Your assignment >> Copy every entry word for word. Skip the pictures.

Data for this task >>
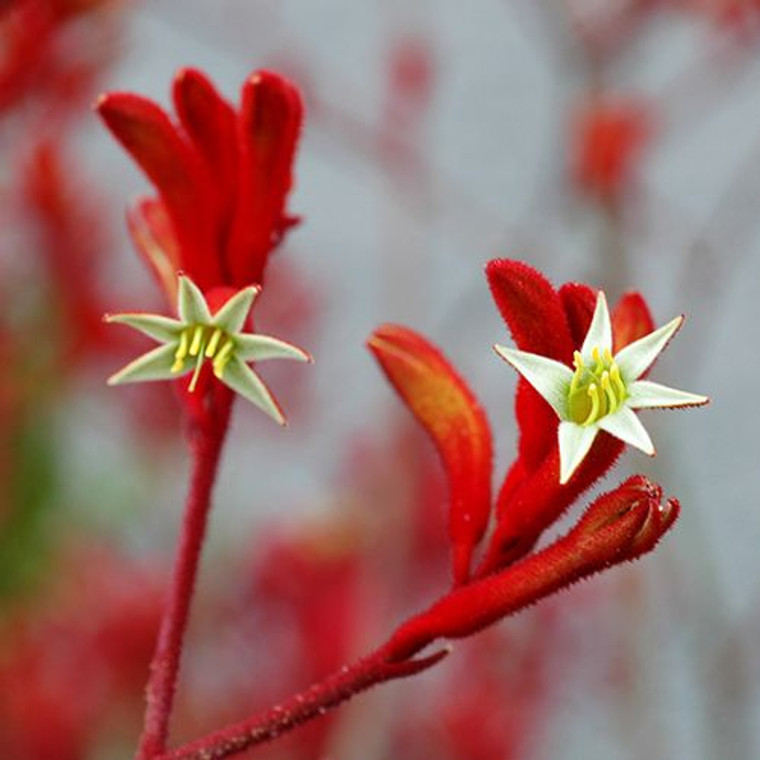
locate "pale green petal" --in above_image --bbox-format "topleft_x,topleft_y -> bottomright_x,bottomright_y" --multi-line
105,312 -> 183,343
614,315 -> 682,382
597,406 -> 655,455
627,380 -> 708,410
211,286 -> 259,334
558,421 -> 599,484
107,343 -> 183,385
177,275 -> 211,324
235,334 -> 311,363
580,291 -> 613,358
494,345 -> 572,418
221,356 -> 286,425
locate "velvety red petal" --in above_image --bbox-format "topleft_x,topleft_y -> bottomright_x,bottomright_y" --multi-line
558,282 -> 597,346
96,91 -> 220,289
368,325 -> 493,585
172,68 -> 238,246
486,260 -> 574,360
612,291 -> 655,351
487,259 -> 575,473
226,71 -> 303,286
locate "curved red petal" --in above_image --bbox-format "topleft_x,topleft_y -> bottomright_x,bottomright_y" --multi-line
97,91 -> 220,289
487,259 -> 575,473
558,281 -> 597,346
172,68 -> 238,242
126,197 -> 181,305
226,71 -> 303,286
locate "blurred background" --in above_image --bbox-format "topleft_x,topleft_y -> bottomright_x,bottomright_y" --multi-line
0,1 -> 758,758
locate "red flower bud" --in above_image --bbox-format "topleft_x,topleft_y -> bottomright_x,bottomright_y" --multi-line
368,325 -> 493,585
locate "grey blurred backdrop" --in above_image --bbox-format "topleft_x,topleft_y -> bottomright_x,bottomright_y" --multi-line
63,2 -> 760,758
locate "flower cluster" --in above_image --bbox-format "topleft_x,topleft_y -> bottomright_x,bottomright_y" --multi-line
98,64 -> 708,760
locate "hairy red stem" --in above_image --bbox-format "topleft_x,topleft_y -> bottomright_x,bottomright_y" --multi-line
137,391 -> 234,759
157,644 -> 447,760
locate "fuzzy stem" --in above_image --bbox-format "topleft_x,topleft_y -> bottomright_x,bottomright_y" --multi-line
156,643 -> 447,760
137,390 -> 234,759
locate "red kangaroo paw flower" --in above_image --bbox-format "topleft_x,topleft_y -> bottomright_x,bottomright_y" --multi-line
487,268 -> 661,571
388,477 -> 671,661
487,259 -> 575,471
98,69 -> 303,300
96,91 -> 221,289
368,325 -> 493,585
226,71 -> 303,286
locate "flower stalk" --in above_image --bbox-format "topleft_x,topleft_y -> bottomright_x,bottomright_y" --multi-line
137,388 -> 233,760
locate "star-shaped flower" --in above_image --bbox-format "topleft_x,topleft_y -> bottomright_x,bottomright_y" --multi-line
105,276 -> 311,425
494,291 -> 708,484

Answer to this problem >>
locate "pale green petal" --in above_image --bbox-format "topleft_x,topleft_y -> bottomright_x,bottomright_y" --multi-line
105,312 -> 183,343
614,315 -> 682,382
597,406 -> 655,455
627,380 -> 708,410
211,286 -> 259,334
558,421 -> 599,484
107,343 -> 183,385
177,275 -> 211,324
235,334 -> 311,363
580,291 -> 613,358
494,345 -> 572,418
221,356 -> 286,425
locate "velvety red petal" --in above_image --bbox-format "topleft_x,topleft_y -> bottomright_x,bottomright_y" --multi-line
558,282 -> 597,346
96,91 -> 220,289
368,325 -> 493,585
172,68 -> 238,246
486,260 -> 574,360
612,291 -> 655,351
487,259 -> 575,473
226,71 -> 303,286
locate "curved red petal" --in above_image --bbox-format "topleft_x,topleft_y -> bottomright_x,bottomright_y" --multi-line
97,91 -> 220,289
487,259 -> 575,473
558,281 -> 597,346
172,68 -> 238,242
126,197 -> 181,305
226,71 -> 303,286
locate "blurred background" --in above_image --bbox-format "topleft_x,topleft_y -> bottomright_x,bottomright_y" --multi-line
0,1 -> 758,758
locate "red flower bud" --in above_image --bbox-format "topleft_x,topleft_y -> bottomright_x,bottomright_y" --multi-line
368,325 -> 493,585
locate "grey blurred backdrop" --in above_image --bbox-format "topleft_x,topleft_y -> bottomright_x,bottomright_y" --multi-line
63,2 -> 760,758
locate "flower cluster" --in above_image --bbox-format "topleft_x,topleft_y -> bottomright_x,bottomright_y" --multi-line
98,64 -> 708,760
locate "hairy red stem" --in above_image --bbox-format "topleft_x,topleft_y -> bottomright_x,bottomright_y" --multi-line
137,391 -> 234,759
157,644 -> 447,760
locate "fuzzy stem" --in above_image --bbox-format "topleft_x,topleft_y -> bottomright_x,bottomright_y" --multi-line
156,643 -> 447,760
137,390 -> 234,759
locate "red kangaroo paw flower" --in above_image --bbox-format "topleft_x,topleft_y -> bottomright_x,bottomright_y" --multi-line
487,268 -> 661,571
388,477 -> 671,661
487,259 -> 575,471
98,69 -> 303,300
96,91 -> 221,289
368,325 -> 493,585
226,71 -> 303,286
locate "flower stalk" --in above_image --bbox-format "topleft_x,topleft_y -> bottomright_x,bottomright_y" --multi-line
137,388 -> 233,760
locate "star-shaped flower" --in above_image --bbox-format "topleft_x,topleft_y -> bottomright_x,bottomright_y" --multi-line
105,276 -> 311,425
494,291 -> 708,484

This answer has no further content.